TASK OBJECTIVE:
Copy out the entries below in full and exactly.

Pointing dataset excerpts
* * * * *

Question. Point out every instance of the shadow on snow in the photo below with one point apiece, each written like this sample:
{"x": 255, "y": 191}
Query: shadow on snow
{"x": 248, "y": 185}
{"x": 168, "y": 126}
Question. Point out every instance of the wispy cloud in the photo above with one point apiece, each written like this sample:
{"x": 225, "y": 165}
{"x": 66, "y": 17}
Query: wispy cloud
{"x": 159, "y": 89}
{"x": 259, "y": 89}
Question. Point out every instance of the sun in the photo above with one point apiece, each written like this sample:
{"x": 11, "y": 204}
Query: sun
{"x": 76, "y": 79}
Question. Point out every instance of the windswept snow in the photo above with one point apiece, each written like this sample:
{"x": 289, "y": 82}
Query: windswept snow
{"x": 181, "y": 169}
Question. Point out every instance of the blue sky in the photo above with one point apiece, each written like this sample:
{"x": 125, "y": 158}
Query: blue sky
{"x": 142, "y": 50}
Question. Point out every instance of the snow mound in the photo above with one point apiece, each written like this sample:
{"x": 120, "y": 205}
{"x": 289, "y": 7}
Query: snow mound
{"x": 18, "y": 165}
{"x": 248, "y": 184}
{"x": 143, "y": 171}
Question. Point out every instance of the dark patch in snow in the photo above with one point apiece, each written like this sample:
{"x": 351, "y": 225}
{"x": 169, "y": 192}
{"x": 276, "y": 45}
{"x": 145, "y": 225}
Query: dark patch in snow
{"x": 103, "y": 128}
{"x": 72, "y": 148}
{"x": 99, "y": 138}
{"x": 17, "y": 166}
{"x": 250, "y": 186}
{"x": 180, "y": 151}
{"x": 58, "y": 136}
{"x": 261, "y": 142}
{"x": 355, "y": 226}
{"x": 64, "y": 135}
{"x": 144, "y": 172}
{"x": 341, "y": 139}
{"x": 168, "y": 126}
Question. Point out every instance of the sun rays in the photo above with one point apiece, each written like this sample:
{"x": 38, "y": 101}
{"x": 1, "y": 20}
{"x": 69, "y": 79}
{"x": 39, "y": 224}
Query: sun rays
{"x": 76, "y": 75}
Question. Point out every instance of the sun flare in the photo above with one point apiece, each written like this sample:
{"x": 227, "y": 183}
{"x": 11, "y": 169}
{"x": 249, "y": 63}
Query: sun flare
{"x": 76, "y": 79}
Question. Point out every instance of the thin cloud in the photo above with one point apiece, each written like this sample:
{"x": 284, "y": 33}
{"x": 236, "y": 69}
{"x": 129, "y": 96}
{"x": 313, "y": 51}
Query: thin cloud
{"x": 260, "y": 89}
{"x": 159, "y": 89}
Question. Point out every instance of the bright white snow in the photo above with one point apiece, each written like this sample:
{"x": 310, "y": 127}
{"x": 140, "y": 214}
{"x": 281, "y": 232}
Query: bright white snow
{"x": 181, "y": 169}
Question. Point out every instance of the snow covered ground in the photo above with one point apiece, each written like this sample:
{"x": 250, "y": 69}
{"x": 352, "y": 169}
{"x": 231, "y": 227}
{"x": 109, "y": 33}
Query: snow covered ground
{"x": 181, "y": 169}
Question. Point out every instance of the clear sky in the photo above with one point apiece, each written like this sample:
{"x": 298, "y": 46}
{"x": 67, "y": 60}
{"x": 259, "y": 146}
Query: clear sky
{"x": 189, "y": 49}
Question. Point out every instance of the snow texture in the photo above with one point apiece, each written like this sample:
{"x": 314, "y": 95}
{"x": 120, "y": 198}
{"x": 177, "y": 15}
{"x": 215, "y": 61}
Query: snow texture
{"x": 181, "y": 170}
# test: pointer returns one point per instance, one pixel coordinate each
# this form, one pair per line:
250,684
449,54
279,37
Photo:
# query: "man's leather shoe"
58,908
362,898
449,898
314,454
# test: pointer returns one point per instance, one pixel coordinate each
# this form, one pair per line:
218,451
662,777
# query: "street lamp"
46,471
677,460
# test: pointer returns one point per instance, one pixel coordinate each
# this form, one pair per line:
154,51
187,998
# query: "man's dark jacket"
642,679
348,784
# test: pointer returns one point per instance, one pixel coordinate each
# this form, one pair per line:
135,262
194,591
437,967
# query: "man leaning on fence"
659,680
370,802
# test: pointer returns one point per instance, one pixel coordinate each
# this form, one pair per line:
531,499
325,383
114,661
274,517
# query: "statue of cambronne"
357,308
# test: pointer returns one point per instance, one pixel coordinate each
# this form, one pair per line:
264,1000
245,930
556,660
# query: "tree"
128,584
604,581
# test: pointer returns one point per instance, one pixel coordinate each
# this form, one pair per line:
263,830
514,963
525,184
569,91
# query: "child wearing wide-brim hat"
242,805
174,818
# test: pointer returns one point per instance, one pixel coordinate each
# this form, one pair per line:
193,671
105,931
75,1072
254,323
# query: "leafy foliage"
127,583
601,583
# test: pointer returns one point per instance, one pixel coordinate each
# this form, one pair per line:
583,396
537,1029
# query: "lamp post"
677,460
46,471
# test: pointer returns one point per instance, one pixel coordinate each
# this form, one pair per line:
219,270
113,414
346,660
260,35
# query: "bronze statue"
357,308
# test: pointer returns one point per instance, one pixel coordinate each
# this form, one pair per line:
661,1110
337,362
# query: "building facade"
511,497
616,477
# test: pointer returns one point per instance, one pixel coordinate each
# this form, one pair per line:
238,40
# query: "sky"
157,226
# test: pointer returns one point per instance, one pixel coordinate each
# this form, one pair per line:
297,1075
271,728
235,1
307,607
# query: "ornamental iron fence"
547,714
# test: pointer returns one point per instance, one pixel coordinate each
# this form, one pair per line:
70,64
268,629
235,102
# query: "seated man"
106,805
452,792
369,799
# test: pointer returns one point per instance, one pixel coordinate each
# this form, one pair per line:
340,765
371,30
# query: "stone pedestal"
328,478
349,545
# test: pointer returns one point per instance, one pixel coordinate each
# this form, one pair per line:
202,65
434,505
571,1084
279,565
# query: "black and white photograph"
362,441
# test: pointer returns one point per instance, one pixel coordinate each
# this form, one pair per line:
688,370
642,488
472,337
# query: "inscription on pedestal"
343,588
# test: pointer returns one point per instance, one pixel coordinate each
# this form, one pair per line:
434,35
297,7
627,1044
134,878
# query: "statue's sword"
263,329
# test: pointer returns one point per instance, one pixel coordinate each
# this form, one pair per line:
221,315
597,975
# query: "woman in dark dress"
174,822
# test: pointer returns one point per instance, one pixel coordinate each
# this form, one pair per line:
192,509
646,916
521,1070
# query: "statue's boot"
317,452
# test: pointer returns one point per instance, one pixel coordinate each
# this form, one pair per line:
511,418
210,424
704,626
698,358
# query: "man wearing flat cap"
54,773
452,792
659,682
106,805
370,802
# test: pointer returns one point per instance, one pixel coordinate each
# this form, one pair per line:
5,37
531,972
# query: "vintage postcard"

* * * * *

FINAL RESULT:
Question. Point out every instance of the shadow on snow in the photo below with one point apiece, each written like this sample:
{"x": 255, "y": 191}
Query: shadow on snow
{"x": 248, "y": 185}
{"x": 168, "y": 126}
Question. Point out every instance of the wispy cloud in the photo above with one point apiece, each written like this sample:
{"x": 225, "y": 165}
{"x": 66, "y": 17}
Query: wispy cloud
{"x": 159, "y": 89}
{"x": 259, "y": 89}
Question. Point out every instance of the sun in the photo above with one point apiece, each written like this sample:
{"x": 11, "y": 204}
Query: sun
{"x": 76, "y": 79}
Question. Point out every instance of the windswept snow in the photo above with one point apiece, each written like this sample:
{"x": 289, "y": 82}
Query: windswept snow
{"x": 181, "y": 169}
Question. Point out every instance of the blue sky in the photo above with one point apiece, each written like this sample:
{"x": 125, "y": 158}
Query: blue sky
{"x": 142, "y": 50}
Question. Point out every instance of the snow mound in the photo above with one point apiece, each written like this sample:
{"x": 120, "y": 205}
{"x": 289, "y": 7}
Query: snow mound
{"x": 18, "y": 165}
{"x": 248, "y": 184}
{"x": 143, "y": 171}
Question. Point out every instance of the dark patch in snow in the photo above with one point apiece, each written like this sample:
{"x": 351, "y": 225}
{"x": 169, "y": 192}
{"x": 276, "y": 45}
{"x": 145, "y": 225}
Query: dark patch in snow
{"x": 103, "y": 128}
{"x": 72, "y": 148}
{"x": 99, "y": 138}
{"x": 17, "y": 166}
{"x": 250, "y": 186}
{"x": 180, "y": 151}
{"x": 58, "y": 136}
{"x": 261, "y": 142}
{"x": 355, "y": 226}
{"x": 64, "y": 135}
{"x": 144, "y": 172}
{"x": 341, "y": 139}
{"x": 168, "y": 126}
Question. Point out every instance of the sun rays in the photo above with one point apiece, each written like this sample:
{"x": 38, "y": 101}
{"x": 1, "y": 20}
{"x": 69, "y": 79}
{"x": 39, "y": 224}
Query: sun rays
{"x": 76, "y": 75}
Question. Point out every instance of the sun flare in the photo above with one point apiece, each written like this sample:
{"x": 227, "y": 183}
{"x": 11, "y": 169}
{"x": 249, "y": 63}
Query: sun flare
{"x": 76, "y": 79}
Question. Point out every instance of the thin cloud in the photo above with one point apiece, each written like this sample:
{"x": 284, "y": 33}
{"x": 236, "y": 69}
{"x": 129, "y": 96}
{"x": 313, "y": 51}
Query: thin cloud
{"x": 260, "y": 89}
{"x": 159, "y": 89}
Question. Point out every instance of the bright white snow in the photo above with one point apiece, each written like this sample:
{"x": 310, "y": 127}
{"x": 140, "y": 214}
{"x": 281, "y": 232}
Query: bright white snow
{"x": 181, "y": 169}
Question. Point out every instance of the snow covered ground in the photo above with one point apiece, each written like this sample:
{"x": 250, "y": 69}
{"x": 352, "y": 169}
{"x": 231, "y": 227}
{"x": 109, "y": 33}
Query: snow covered ground
{"x": 181, "y": 169}
Question. Point out every instance of the clear sky in the photo above with one point apiece, each written like this sample:
{"x": 298, "y": 46}
{"x": 67, "y": 60}
{"x": 259, "y": 146}
Query: clear sky
{"x": 189, "y": 49}
Question. Point out every instance of the snow texture in the photo above with one point apiece, each written like this sample:
{"x": 314, "y": 95}
{"x": 120, "y": 198}
{"x": 177, "y": 15}
{"x": 215, "y": 61}
Query: snow texture
{"x": 181, "y": 170}
# test: pointer returns one point per instance, one pixel coordinate each
# this form, one pair per line:
250,684
449,54
279,37
Photo:
# query: "man's leather shoe"
58,908
362,898
449,898
314,454
# test: pointer returns one point per instance, one pixel coordinate each
# this form, one pair per line:
218,451
662,777
# query: "street lamp"
46,471
677,460
# test: pointer returns one point per instance, one pixel coordinate each
# this form, one pair per line:
154,51
187,998
# query: "man's dark jacket"
642,679
348,784
# test: pointer returns one point per instance, one pixel coordinate each
# this form, one pair per line:
135,262
194,591
437,967
# query: "man leaning on fence"
659,680
370,802
# test: pointer returns one point per instance, one pixel coordinate each
# this form, one pair per line:
531,499
325,383
114,661
274,517
# query: "statue of cambronne"
357,308
# test: pointer returns one point per instance, one pixel coordinate each
# this form, one pair per line:
264,1000
245,930
556,660
# query: "tree"
128,584
604,581
# test: pointer returns one point per instance, one pixel coordinate each
# this form, one pair per line:
263,830
514,963
525,184
569,91
# query: "child wearing wide-brim hat"
242,805
174,818
# test: pointer returns one point per instance, one pixel coordinate each
# this form, one pair per line:
193,671
105,931
75,1072
254,323
# query: "leafy foliage"
127,583
601,583
# test: pointer returns one point per instance, one pixel coordinate each
# this form, one pair per line:
583,396
537,1029
# query: "lamp post"
677,460
46,471
# test: pointer returns one point per instance, one pixel coordinate each
# this form, one pair per line:
219,270
113,414
346,660
260,35
# query: "bronze statue"
357,308
# test: pointer returns one point per instance, one pixel coordinate each
# this form, one pair per line:
661,1110
337,362
# query: "building facade"
511,497
616,477
# test: pointer returns one point per instance, one pixel coordinate each
# this form, one pair per line:
238,40
# query: "sky"
157,226
# test: pointer returns one point per instance, one pixel coordinate each
# this form, one pair per line:
297,1075
271,728
235,1
307,607
# query: "ornamental iron fence"
547,714
# test: pointer returns one point per instance, one pixel coordinate each
# this form, one pair per line:
70,64
268,629
235,102
# query: "seated man"
106,805
452,792
369,799
# test: pointer returns one point per instance, one pixel coordinate each
# this form, one pair per line:
340,765
371,30
# query: "stone pedestal"
328,478
349,545
# test: pointer returns one point per instance, one pixel coordinate each
# this form, one pair per line:
202,65
434,505
571,1084
279,565
# query: "black and white photograph"
362,441
# test: pointer returns one point per instance, one pixel coordinate each
# this form, one pair per line:
688,370
642,488
472,337
# query: "inscription on pedestal"
343,588
# test: pointer returns one point per instance, one pixel coordinate each
# this form, one pair per line:
434,35
297,7
627,1044
134,878
# query: "statue's sword"
263,329
# test: pointer returns one point per instance, one pixel coordinate each
# this form, one pair per line:
221,315
597,975
# query: "woman in dark dress"
174,822
# test: pointer returns one point per instance, one pixel coordinate each
# this form, one pair per line:
192,509
646,916
521,1070
# query: "statue's boot"
317,452
# test: pointer returns one point per instance, one pixel coordinate each
# this form, one pair per line:
511,418
210,424
704,626
698,358
# query: "man wearing flat cap"
54,773
452,792
659,682
106,805
370,802
# test: pointer returns one point per instance, one pixel coordinate each
# this form, one pair per line:
5,37
531,972
# query: "vintage postcard"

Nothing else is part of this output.